■ Passage ■
>>>

Total Information Awareness also takes advantage of a simple and fundamental software technology called Extended Markup Language, or XML, that is at the heart of the third generation of Internet software… It is XML, a refinement of the Internet’s original World Wide Web scheme, that has made it possible to consider welding thousands of databases together without centralizing the information.
This, however, is one of those dualistic things about the Internet, and more specifically Web 2.0, or as I have been preferring to call it, the Social Web. It’s a cost benefit anaylsis. Do the costs of privacy, by creating a massive database of online use, outweigh the potential benefits of the formation of a virtual collective consciousness? This question, along with many others, will only be answered in time… and hopefully not before it’s too late for those benefits to get some real-life teeth.
A friend of mine suggested a Facebook-MySpace merger called MyFace… but the invite email might throw people off a bit… “Won’t you to come on MyFace with me?”
Is Resistance Futile?
I’ve made a promise to both my boss and my husband to not enter Second Life. They fear that they will lose me forever to the interface. Their fears are just. I am prone towards virtual obsession. I almost gave in today… I started to fill out the registration but literally backed out before the payment information screen. It’s not time yet.
When I first discovered Sim City, I would spend hours constructing and managing big cities. One thing noted in that though… the running of a successful Sim City is not nearly as stimulating as the running of one that’s falling apart.
After a computer upgrade, I started fooling around with The Sims. I even went so far in that I was downloading objects and outfits and new avatars to play with, grabbing cheats off messageboards. The Sims entertained me, but playing with yourself will only take you so far. I never ventured into The Sims Online, and the fad passed.
I enjoyed the subversive humour of the Sims. My favorite example being the brand “Soma” on the electronics that you could purchase. Soma is also the name of the braincandy dispensed like Advil in Brave New World…”a gramme in time saves nine”

<<<

■ Source material ■
>>>

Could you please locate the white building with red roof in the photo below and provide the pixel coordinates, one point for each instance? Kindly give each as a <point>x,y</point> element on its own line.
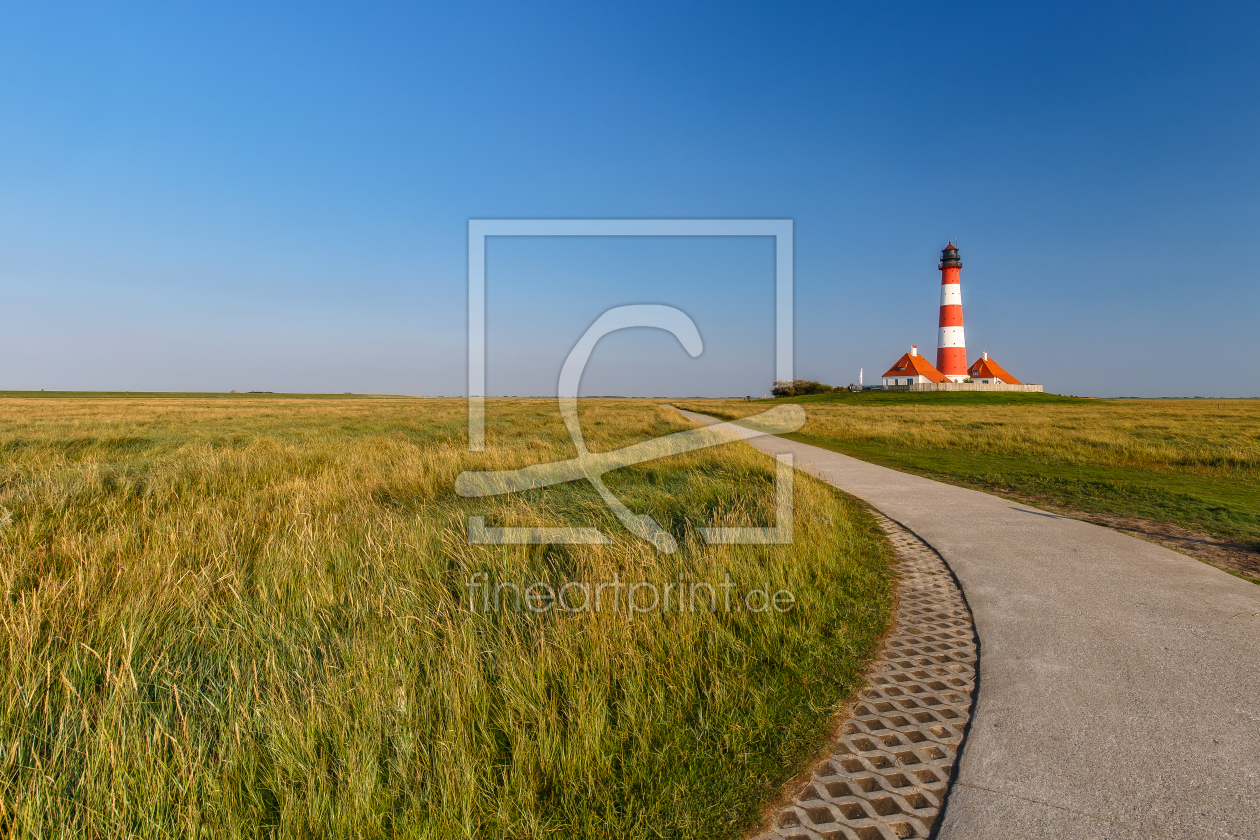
<point>912,369</point>
<point>987,372</point>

<<<

■ Prompt ■
Answer these questions about the passage, one line each:
(a) What name does the writer prefer to use for Web 2.0?
(b) To whom did the writer promise not to enter Second Life?
(c) What brand name on purchasable electronics in The Sims does the writer give as a favorite example of its humor?

■ Exercise response ■
(a) The Social Web.
(b) The writer's boss and husband.
(c) Soma.